> **TASK BRIEF**: The data are to be restated in full, exactly as presented.

DATASET ENTRIES: Begin

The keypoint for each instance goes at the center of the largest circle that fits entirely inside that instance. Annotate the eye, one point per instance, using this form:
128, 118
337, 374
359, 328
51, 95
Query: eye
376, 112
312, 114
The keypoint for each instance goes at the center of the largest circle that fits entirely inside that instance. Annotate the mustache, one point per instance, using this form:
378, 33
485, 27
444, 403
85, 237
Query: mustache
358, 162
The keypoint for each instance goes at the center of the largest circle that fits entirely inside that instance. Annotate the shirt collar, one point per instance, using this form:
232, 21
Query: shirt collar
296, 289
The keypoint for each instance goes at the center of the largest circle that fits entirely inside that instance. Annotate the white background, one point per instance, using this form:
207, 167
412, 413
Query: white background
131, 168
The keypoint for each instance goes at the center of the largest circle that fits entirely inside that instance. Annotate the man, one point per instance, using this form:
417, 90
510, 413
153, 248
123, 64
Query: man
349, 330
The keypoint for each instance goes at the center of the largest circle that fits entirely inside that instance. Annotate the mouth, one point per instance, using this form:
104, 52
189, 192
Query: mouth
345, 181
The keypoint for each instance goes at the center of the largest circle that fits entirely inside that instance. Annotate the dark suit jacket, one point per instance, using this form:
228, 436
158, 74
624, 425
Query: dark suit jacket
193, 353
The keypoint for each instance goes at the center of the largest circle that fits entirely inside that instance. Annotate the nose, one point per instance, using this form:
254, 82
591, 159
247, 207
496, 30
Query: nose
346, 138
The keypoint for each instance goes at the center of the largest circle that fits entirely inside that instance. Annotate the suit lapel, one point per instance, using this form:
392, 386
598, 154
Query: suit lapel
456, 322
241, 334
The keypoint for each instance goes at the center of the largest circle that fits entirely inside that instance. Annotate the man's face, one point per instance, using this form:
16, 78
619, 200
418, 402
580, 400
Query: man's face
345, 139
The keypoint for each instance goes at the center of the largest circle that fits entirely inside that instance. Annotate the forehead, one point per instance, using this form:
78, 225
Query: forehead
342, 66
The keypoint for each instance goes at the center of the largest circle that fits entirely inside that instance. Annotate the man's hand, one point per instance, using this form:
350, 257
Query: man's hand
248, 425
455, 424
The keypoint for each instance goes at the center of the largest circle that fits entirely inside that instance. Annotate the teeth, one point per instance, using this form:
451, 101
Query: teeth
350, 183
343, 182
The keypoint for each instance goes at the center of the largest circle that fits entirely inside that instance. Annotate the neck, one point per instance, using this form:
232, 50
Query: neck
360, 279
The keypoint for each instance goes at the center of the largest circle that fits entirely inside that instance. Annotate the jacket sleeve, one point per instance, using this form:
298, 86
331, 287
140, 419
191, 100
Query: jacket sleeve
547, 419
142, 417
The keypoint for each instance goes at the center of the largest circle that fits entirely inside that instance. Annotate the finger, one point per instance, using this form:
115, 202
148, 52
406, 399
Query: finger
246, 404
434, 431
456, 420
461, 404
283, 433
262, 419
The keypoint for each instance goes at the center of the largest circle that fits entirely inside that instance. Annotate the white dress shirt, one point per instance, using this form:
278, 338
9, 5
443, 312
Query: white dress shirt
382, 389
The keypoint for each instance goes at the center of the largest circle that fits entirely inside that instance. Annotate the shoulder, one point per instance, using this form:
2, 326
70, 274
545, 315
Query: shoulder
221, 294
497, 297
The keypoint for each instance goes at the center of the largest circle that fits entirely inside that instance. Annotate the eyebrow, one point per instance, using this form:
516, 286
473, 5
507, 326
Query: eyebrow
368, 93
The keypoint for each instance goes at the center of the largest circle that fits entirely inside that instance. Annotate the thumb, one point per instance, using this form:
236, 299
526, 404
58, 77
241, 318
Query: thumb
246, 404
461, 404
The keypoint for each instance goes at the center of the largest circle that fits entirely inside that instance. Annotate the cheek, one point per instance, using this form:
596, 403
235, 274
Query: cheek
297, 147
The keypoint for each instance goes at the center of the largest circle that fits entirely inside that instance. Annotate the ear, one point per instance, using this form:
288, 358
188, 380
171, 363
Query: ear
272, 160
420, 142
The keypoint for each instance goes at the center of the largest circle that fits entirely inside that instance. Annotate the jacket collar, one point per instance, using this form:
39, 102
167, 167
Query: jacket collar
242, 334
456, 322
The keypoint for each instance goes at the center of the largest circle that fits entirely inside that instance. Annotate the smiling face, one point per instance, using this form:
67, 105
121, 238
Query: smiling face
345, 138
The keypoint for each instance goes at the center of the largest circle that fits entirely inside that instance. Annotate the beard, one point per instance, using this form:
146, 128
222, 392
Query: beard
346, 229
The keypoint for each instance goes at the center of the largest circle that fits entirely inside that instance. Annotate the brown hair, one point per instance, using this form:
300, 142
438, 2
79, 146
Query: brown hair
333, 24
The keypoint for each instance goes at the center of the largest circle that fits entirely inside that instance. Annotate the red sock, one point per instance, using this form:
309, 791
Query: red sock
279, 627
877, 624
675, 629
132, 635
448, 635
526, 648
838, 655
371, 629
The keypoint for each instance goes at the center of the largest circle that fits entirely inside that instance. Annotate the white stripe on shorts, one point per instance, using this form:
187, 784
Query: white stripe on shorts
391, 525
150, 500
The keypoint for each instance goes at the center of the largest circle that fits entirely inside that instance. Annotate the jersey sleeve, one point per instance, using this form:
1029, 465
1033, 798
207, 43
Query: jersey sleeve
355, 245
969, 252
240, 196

DATASET ENTRIES: End

> **RESPONSE AREA**:
The keypoint for each instance goes at the center of the largest circle that fits entirely inside that instance. Annotate the eye, one point per instance, using this form:
128, 118
337, 374
359, 328
51, 95
Query: eye
376, 112
312, 114
The keypoint for each instance goes at the center of the largest circle that fits entirely inside that instance. Annotate the mustache, one point per instance, using this form:
378, 33
485, 27
444, 403
85, 237
Query: mustache
358, 162
The keypoint for each instance goes at the center of the largest circle that fits entirely inside that instance. Annotate the shirt collar, one point per instance, using this form:
232, 21
Query: shirt collar
296, 289
The keypoint for each instance goes at the center of the largest circle that fits entirely inside that instance. Annotate the white background, one point per instance, using this form:
207, 167
412, 413
Query: white background
131, 168
The keypoint for each instance goes at the center of the largest circle that fits entirely inside that instance. Annotate the man, one point per instance, using this form:
417, 90
510, 413
153, 248
123, 64
Query: man
349, 330
The keypoint for each instance goes at the center of the largest circle that fits entirely inside that instance. Annotate the mouth, one point per instance, using this form:
104, 52
189, 192
Query: mouth
345, 181
The keypoint for each instance goes at the center of the largest circle that fits entirely inside that instance. Annotate the dark suit jacket, one point per instance, using this form:
228, 436
158, 74
624, 425
Query: dark suit jacket
193, 353
The keypoint for each instance goes at the center of the largest circle that fits entirely inside that instance. Annotate the nose, one point per instance, using this form:
254, 82
591, 159
247, 207
496, 30
Query: nose
346, 138
The keypoint for each instance goes at the center of the largest circle that fits entirely inside that instance. Annotate the suit lapel, one point per instance, using this form:
392, 386
598, 154
Query: suit lapel
456, 322
241, 334
The keypoint for each instance goes at the center of the largest circle that fits entirely inside that instance. Annotate the man's face, one point per instance, using this form:
16, 78
619, 200
418, 402
580, 400
Query: man's face
345, 139
The keypoint for each instance goes at the center of the largest circle that fits entirely inside that instance. Annotate the forehead, one point per instance, using this form:
78, 225
Query: forehead
342, 66
The keypoint for each instance goes at the center of the largest circle that fits entirely inside that instance. Annotate the man's hand, one point per instance, using this form:
350, 257
Query: man's hand
248, 425
455, 424
The keypoint for each instance goes at the center of the largest circle that fits entirely inside that instance. Annotate the teeth, one point per instance, using this form:
451, 101
Query: teeth
350, 183
343, 182
The keypoint for each instance goes at the center of the largest circle that fits entirely inside that instance. Annotate the neck, one point per instance, using this form:
232, 50
Query: neck
360, 279
The keypoint for each instance goes at the center of the largest circle that fits entirely inside that instance. Annotate the jacket sleeve, one point per instance, using this form:
298, 86
331, 287
140, 419
191, 100
Query: jacket sleeve
547, 419
142, 417
The keypoint for each instance goes at the center of the largest circle that fits entirely inside that instance. Annotate the finger, one point per instance, using this form:
115, 202
148, 52
406, 399
Query: finger
246, 404
434, 431
456, 420
461, 404
283, 433
262, 419
The keypoint for each instance goes at the center of the largest circle that fits entirely inside that instance. Annotate the white dress shirt, one point per instance, using this form:
278, 338
9, 5
443, 312
Query: white dress shirt
382, 389
The keypoint for each instance goes at the center of the largest circle that fits entirely inside that instance. Annotate the shoulder, one point per instance, using this form:
2, 326
70, 274
545, 315
Query: shoulder
221, 294
497, 297
The keypoint for each instance goes at the center of the largest circle that fits entirely inside that instance. Annotate the eyebrow, one point per instance, using this form:
516, 286
473, 5
507, 326
Query: eyebrow
368, 93
The keypoint for each instance goes at the center of the largest circle that fits entirely inside that instance. Annotate the thumb, one point per instance, using this form:
236, 299
526, 404
58, 77
241, 318
Query: thumb
246, 404
461, 404
The keypoint for each instance goes at the center of the largest circle that fits entirely inside that instance. Annotate the cheek, one point per instance, using this form:
596, 403
235, 274
Query: cheek
297, 147
The keypoint for each instance goes at the center of the largest circle that fits entirely inside that instance. Annotate the ear, one point per instance, using this form:
288, 358
188, 380
171, 363
Query: ear
272, 160
420, 142
The keypoint for each instance goes at the center of the largest circle that fits entirely inside that instance. Annotate the jacket collar, one point per instance, using this form:
39, 102
167, 167
Query: jacket collar
242, 334
456, 322
The keypoint for each instance goes at the center of the largest circle that fits entirely inside that instance. Annotate the smiling face, one point per instance, using this form:
67, 105
121, 238
Query: smiling face
345, 138
The keypoint for each instance goes at the center of the largest circle that fits entirely inside that instance. Annotate the beard, one point per instance, using this form:
146, 128
222, 392
Query: beard
346, 229
The keypoint for each instance goes at the center of the largest circle that fits entirely inside that instance. Annotate the brown hair, one point per instance, using this form:
300, 142
438, 2
79, 146
Query: brown hair
333, 24
The keypoint for each instance goes at the center of the largest circle that fits entirely inside that instance. Annotate the red sock, one point per instance, using this form:
309, 791
Query: red sock
279, 627
877, 624
675, 629
132, 635
448, 635
526, 648
838, 655
371, 629
The keypoint for each instance goes at the center of the largest circle that fits entirely inside that instance. Annotate the white stripe on shorts, one point per instance, using this form:
187, 784
Query: white stripe on shorts
391, 525
150, 500
The keypoint for each instance goes at the center of the largest circle that fits entirely inside that instance. Annotate the jersey sleeve, one point per instance, using this form:
1029, 465
1033, 798
207, 43
Query: jersey sleeve
355, 245
969, 252
240, 196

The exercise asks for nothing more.